:: Work instructions ::
In the passage below about men, women, and variety, what does the second theory say variety naturally undermines?

:: Supplied passage ::
>>>
Men and Women Crave Variety

Yes, it probably IS overstating things to say that "men DON'T crave variety". I think it's an established fact that all humans crave variety in all things, but it's also true that variety costs money. It seems like "the system" is less willing to foot the bill for men to have variety in terms of choice in clothing and personal care products than it is for women. There seems to be a lot of dissenting opinion in that area. I suggest we all actually *count* what we see and try to avoid "the grass is greener" personal perspective bias and confirmation bias and see if this is really true when we're at the shops and looking at other data-rich sources.

One theory is that men are just mean, selfish jerks who like to abuse women and rip them off whenever they can get away with it, and we call that "the Patriarchy" or something. Problems with that explanation are that it might not accurately represent things the way they really are (for one, in implies that "men" are somehow all conspiring together, which if true, I have personally been left out of the loop for one...!), and it certainly does not point to a way toward fixing things or at least making them better.

Another theory (perhaps equally wrong, but probably more easily PROVEN wrong) is that there is some kind of economic benefit to women (and men) in there being more variety among these products for women, and that variety naturally undermines economies of scale resulting in higher prices and lower quality, and these same economic "benefits" do not apply to products directed at men.
<<<
:: Information shown ::
>>>
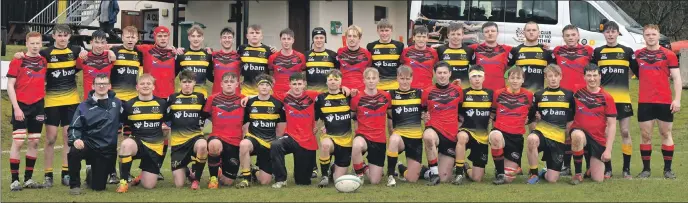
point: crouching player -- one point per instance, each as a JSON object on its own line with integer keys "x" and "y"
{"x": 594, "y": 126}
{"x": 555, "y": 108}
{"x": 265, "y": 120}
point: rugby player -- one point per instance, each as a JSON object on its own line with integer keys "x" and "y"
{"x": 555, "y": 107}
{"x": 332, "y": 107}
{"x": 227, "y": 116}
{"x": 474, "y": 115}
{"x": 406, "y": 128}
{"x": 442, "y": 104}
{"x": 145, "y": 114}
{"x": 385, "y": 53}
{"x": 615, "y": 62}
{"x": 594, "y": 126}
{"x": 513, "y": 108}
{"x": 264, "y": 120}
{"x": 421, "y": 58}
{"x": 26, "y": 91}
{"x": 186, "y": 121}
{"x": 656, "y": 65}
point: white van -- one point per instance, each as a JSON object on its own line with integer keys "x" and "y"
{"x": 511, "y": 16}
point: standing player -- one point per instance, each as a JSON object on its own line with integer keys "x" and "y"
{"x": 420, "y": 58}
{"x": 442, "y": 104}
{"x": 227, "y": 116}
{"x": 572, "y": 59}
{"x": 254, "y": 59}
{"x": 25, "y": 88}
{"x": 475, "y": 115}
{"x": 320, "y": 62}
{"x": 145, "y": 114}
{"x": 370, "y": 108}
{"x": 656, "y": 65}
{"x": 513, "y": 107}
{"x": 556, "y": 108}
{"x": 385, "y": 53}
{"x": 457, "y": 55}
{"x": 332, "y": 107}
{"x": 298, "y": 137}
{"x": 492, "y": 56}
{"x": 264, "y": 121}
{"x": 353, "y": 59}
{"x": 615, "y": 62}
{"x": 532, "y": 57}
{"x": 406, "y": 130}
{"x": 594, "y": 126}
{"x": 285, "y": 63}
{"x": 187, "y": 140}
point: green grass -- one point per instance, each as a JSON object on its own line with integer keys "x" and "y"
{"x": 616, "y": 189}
<<<
>>>
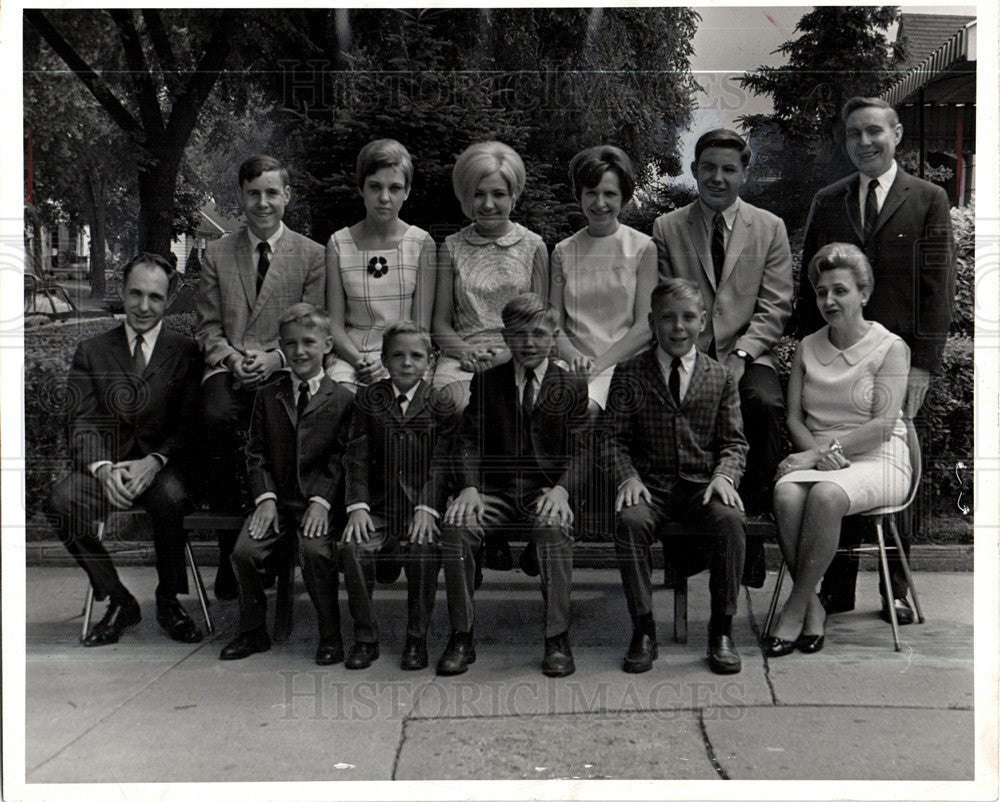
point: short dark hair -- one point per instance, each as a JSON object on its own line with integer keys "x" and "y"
<<<
>>>
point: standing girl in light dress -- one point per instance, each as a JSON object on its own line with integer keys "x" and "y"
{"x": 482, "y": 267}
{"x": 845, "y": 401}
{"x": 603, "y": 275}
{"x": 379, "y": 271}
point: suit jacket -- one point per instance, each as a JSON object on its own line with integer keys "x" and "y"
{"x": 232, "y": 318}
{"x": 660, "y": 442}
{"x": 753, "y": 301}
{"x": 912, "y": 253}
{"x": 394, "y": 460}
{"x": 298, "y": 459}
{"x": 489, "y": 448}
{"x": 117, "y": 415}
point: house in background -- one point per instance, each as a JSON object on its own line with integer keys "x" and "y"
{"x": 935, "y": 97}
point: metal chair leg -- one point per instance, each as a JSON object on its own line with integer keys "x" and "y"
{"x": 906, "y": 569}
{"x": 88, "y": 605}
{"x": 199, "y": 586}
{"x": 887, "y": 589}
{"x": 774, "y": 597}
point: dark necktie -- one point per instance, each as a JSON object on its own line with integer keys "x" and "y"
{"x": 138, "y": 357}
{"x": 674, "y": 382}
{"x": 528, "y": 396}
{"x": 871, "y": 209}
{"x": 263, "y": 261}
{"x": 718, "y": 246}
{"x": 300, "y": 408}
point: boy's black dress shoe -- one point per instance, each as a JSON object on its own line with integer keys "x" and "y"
<<<
:: Full output ::
Economies of scale, resulting in higher prices and lower quality.